### WORK INSTRUCTIONS
Copy out the entries verbatim from their start through the line containing "[0, 132, 11, 139]". Leave the pictures out.

### EXTRACTED RECORDS
....

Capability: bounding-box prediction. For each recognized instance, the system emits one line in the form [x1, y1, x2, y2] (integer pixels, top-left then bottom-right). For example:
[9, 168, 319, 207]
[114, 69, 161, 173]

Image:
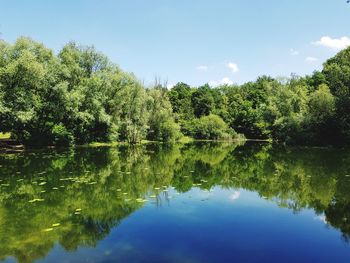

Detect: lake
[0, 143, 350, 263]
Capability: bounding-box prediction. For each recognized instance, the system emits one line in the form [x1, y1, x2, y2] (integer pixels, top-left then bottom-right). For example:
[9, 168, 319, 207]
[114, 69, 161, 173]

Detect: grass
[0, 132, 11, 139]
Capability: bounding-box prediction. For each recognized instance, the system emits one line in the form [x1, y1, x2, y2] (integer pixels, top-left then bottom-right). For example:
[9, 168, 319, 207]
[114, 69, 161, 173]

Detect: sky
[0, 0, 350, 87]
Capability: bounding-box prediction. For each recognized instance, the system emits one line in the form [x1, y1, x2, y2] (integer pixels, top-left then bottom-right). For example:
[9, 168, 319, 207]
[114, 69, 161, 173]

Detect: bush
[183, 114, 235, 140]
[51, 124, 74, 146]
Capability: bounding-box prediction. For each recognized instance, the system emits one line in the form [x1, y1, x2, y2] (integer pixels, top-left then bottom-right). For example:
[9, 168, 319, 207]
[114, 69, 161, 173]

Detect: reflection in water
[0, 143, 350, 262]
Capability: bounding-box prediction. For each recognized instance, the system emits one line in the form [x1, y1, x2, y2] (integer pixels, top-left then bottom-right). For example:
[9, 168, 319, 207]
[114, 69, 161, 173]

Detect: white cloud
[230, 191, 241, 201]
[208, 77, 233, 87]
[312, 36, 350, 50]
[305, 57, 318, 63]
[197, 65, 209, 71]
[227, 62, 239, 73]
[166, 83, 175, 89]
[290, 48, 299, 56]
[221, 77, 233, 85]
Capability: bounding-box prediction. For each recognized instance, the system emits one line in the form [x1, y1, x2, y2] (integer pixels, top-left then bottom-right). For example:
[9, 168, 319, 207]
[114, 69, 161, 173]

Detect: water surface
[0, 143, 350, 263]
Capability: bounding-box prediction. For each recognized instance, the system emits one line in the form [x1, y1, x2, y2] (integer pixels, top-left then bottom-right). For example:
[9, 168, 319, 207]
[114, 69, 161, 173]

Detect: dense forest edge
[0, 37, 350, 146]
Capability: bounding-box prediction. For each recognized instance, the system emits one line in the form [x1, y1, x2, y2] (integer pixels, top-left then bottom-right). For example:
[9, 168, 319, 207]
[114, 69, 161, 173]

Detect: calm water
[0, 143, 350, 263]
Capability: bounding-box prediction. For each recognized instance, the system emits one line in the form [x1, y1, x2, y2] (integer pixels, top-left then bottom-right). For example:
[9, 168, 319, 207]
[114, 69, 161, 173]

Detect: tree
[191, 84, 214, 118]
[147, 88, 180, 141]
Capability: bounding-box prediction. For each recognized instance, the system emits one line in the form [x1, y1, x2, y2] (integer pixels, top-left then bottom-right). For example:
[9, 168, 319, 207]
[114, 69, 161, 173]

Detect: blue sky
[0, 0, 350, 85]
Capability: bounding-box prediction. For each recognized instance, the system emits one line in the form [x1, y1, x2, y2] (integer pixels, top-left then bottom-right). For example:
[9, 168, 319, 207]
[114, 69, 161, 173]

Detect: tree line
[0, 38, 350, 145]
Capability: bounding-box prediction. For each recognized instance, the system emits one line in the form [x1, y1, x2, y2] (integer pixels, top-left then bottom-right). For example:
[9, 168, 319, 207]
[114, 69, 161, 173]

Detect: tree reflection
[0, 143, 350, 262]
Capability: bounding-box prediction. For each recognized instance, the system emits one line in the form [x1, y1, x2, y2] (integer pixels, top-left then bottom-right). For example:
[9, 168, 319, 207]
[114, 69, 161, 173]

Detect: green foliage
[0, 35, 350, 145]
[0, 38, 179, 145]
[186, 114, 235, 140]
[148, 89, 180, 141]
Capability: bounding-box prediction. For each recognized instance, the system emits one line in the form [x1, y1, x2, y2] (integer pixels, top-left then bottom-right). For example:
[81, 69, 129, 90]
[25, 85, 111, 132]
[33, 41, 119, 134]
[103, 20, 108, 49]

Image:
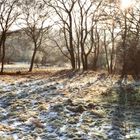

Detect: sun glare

....

### CORRECT OUTPUT
Capability: bounding-box prediction. For each recognized instance, the system emits one line in the form [x1, y1, x2, y2] (integer pixels, top-left then bottom-right). For example:
[9, 168, 319, 207]
[114, 69, 161, 173]

Image:

Detect: lake
[0, 143, 350, 263]
Capability: bounding-box prediction. For each recognized instance, the system emits one line in the form [x1, y1, x2, y2] (integer pixels, top-left then bottom-right). For example:
[9, 168, 319, 207]
[114, 69, 161, 173]

Detect: grass
[0, 132, 11, 139]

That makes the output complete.